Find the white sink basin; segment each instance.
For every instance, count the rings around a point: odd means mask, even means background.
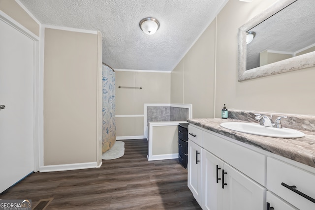
[[[250,122],[227,122],[221,123],[220,126],[235,131],[269,137],[291,138],[305,136],[303,133],[292,129],[266,127]]]

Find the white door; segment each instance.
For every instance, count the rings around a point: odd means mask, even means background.
[[[0,19],[0,192],[34,170],[34,44]]]
[[[188,140],[188,187],[201,206],[201,148]]]

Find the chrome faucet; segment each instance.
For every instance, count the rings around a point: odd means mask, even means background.
[[[255,114],[255,119],[259,122],[260,125],[266,127],[275,127],[277,128],[282,128],[282,124],[281,124],[281,119],[286,118],[286,116],[281,116],[276,119],[275,122],[272,121],[272,115],[268,116],[265,115],[261,115],[259,114]]]

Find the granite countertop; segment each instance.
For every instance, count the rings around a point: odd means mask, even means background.
[[[194,119],[188,119],[187,121],[266,151],[315,167],[314,132],[300,131],[305,134],[305,137],[296,139],[284,139],[248,134],[220,126],[220,124],[222,122],[244,121],[238,120]]]

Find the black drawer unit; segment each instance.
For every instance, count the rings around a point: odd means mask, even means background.
[[[188,162],[188,125],[189,123],[178,125],[178,161],[186,169]]]

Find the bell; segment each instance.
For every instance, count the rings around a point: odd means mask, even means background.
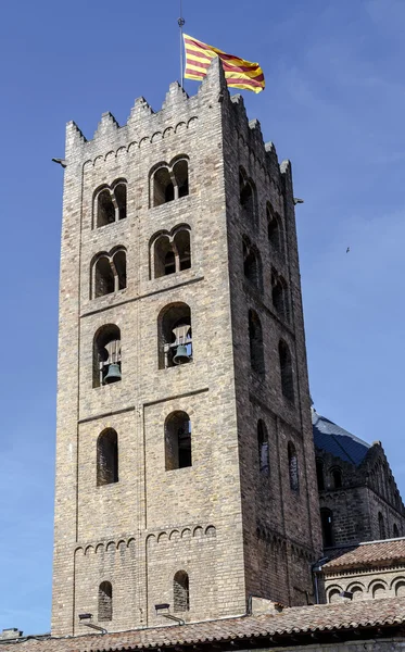
[[[104,385],[111,385],[112,383],[116,383],[121,380],[121,369],[119,364],[113,363],[109,365],[109,372],[104,378]]]
[[[175,364],[183,364],[185,362],[190,362],[190,355],[187,353],[187,347],[185,347],[185,344],[179,344],[177,347],[176,354],[173,356],[173,362]]]

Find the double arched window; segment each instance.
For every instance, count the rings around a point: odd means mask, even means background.
[[[186,412],[176,411],[166,418],[165,465],[166,471],[192,465],[191,421]]]
[[[160,163],[150,175],[151,206],[160,206],[189,193],[187,156],[176,156],[170,163]]]
[[[106,226],[127,216],[127,183],[116,179],[111,186],[101,186],[93,198],[93,227]]]
[[[159,278],[191,267],[190,227],[175,227],[153,236],[150,246],[150,277]]]
[[[192,361],[191,311],[187,303],[166,305],[157,318],[159,367]]]
[[[91,298],[118,292],[127,287],[127,262],[124,247],[99,253],[91,263]]]

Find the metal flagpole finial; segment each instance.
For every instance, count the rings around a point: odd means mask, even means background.
[[[182,26],[186,24],[185,18],[182,17],[182,0],[180,0],[180,16],[177,18],[177,24],[180,28],[180,79],[181,79],[181,88],[182,88]]]

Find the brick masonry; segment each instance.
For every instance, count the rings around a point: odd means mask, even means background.
[[[151,208],[150,171],[189,158],[190,193]],[[186,570],[186,620],[243,614],[249,594],[305,604],[311,563],[320,554],[309,394],[291,166],[277,161],[229,97],[218,60],[197,96],[177,84],[153,113],[141,98],[127,125],[104,114],[92,141],[66,130],[60,281],[53,635],[97,623],[98,589],[113,587],[110,631],[160,624],[154,605],[173,605],[173,578]],[[255,228],[243,221],[239,170],[257,189]],[[93,195],[127,181],[127,217],[94,228]],[[280,255],[267,242],[266,202],[284,224]],[[150,241],[178,224],[191,228],[190,269],[150,278]],[[242,236],[255,242],[264,290],[243,275]],[[127,287],[90,299],[90,263],[124,246]],[[288,281],[290,319],[271,303],[271,265]],[[159,368],[157,317],[170,303],[191,309],[193,361]],[[265,378],[251,369],[248,310],[264,334]],[[93,337],[121,329],[121,383],[92,387]],[[295,400],[281,392],[278,342],[292,353]],[[185,411],[192,466],[165,471],[164,423]],[[269,475],[257,461],[257,419],[269,435]],[[100,432],[118,435],[119,481],[97,486]],[[287,448],[295,446],[300,490],[290,488]]]

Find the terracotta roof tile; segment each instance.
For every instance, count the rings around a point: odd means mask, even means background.
[[[405,538],[370,541],[353,546],[353,548],[338,548],[328,550],[327,554],[332,559],[322,565],[326,574],[337,568],[405,563]]]
[[[300,606],[286,609],[275,615],[241,616],[76,638],[33,638],[17,645],[15,642],[1,643],[0,652],[118,652],[252,637],[389,627],[395,624],[405,624],[405,598]]]

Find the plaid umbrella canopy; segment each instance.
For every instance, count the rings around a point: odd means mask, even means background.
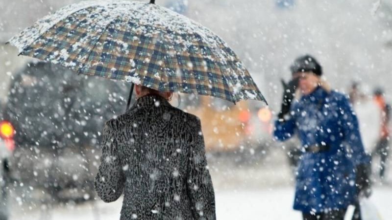
[[[154,3],[115,0],[71,4],[37,21],[9,43],[20,54],[58,64],[78,74],[233,102],[266,101],[222,39]]]

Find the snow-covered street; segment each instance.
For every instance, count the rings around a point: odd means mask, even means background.
[[[300,213],[292,209],[294,183],[284,153],[281,150],[271,151],[262,160],[249,162],[247,165],[233,163],[230,157],[209,159],[218,220],[301,219]],[[390,207],[392,184],[382,185],[376,180],[375,181],[370,199],[383,220],[392,219],[392,209]],[[12,198],[10,219],[118,220],[122,200],[121,198],[111,203],[98,199],[95,202],[78,204],[53,205],[52,208],[45,211],[46,206],[39,202],[34,203],[35,207],[29,207],[23,202],[20,205],[17,199]]]
[[[217,190],[217,217],[218,220],[300,220],[300,213],[292,209],[294,189],[287,186],[259,190]],[[377,187],[371,200],[385,220],[392,219],[390,208],[392,186]],[[102,220],[120,219],[121,200],[112,203],[101,201],[87,202],[80,205],[57,207],[49,211],[49,220]],[[43,219],[42,212],[37,210],[16,211],[12,220]]]

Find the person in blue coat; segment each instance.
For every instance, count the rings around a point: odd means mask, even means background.
[[[360,195],[369,196],[370,157],[348,98],[321,80],[322,68],[306,55],[290,67],[274,135],[279,141],[297,135],[303,154],[296,176],[294,208],[304,220],[343,220]]]

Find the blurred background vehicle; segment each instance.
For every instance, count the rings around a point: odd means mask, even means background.
[[[125,111],[127,91],[60,66],[28,64],[11,82],[1,122],[13,177],[57,199],[93,198],[100,132]]]
[[[8,160],[14,147],[13,129],[9,123],[2,120],[2,109],[0,102],[0,220],[6,220],[9,215],[7,189],[10,182]]]

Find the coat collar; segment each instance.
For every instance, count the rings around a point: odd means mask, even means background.
[[[318,86],[311,93],[303,96],[301,99],[307,102],[317,102],[320,99],[326,97],[328,94],[329,93],[321,87]]]
[[[151,106],[158,107],[161,106],[171,106],[171,105],[165,98],[155,94],[148,94],[141,97],[136,100],[134,105],[137,108]]]

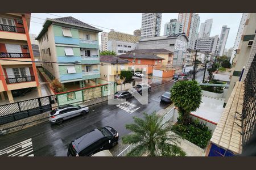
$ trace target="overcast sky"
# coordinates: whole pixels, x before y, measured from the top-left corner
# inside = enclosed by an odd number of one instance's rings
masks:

════════

WRITTEN TASK: Can you rewrite the records starting at the beginning and ending at the line containing "[[[188,162],[188,125],[189,123],[178,125],[178,161],[186,169]]]", changing "granite" to "marble" and keeping everything else the same? Leave the pictures out.

WRITTEN ANSWER:
Find the white sink basin; segment each instance.
For every instance, count the rings around a point: odd means mask, even means background.
[[[250,122],[227,122],[221,123],[220,126],[235,131],[269,137],[291,138],[305,136],[303,133],[292,129],[266,127]]]

Find the white door; segment each instance.
For every instance, count the rings around a point: odd means mask, even means background.
[[[0,19],[0,192],[34,170],[34,44]]]
[[[188,140],[188,187],[201,206],[201,148]]]

Find the chrome faucet; segment each instance.
For every instance, count the rings around a point: odd means mask, even means background.
[[[255,114],[255,119],[259,122],[260,125],[266,127],[275,127],[277,128],[282,128],[282,124],[281,124],[281,119],[286,118],[286,116],[281,116],[276,119],[275,122],[272,121],[272,115],[268,116],[265,115],[261,115],[259,114]]]

Find the marble countertop; segment each instance.
For every instance, count the rings around a point: odd means mask, even means background.
[[[194,119],[188,119],[187,121],[266,151],[315,167],[314,132],[300,131],[305,134],[305,137],[296,139],[284,139],[248,134],[220,126],[220,124],[222,122],[244,121],[238,120]]]

Find the black drawer unit; segment each instance.
For every instance, count the rings around a point: odd means mask, even means background.
[[[188,162],[188,125],[189,123],[178,125],[178,161],[186,169]]]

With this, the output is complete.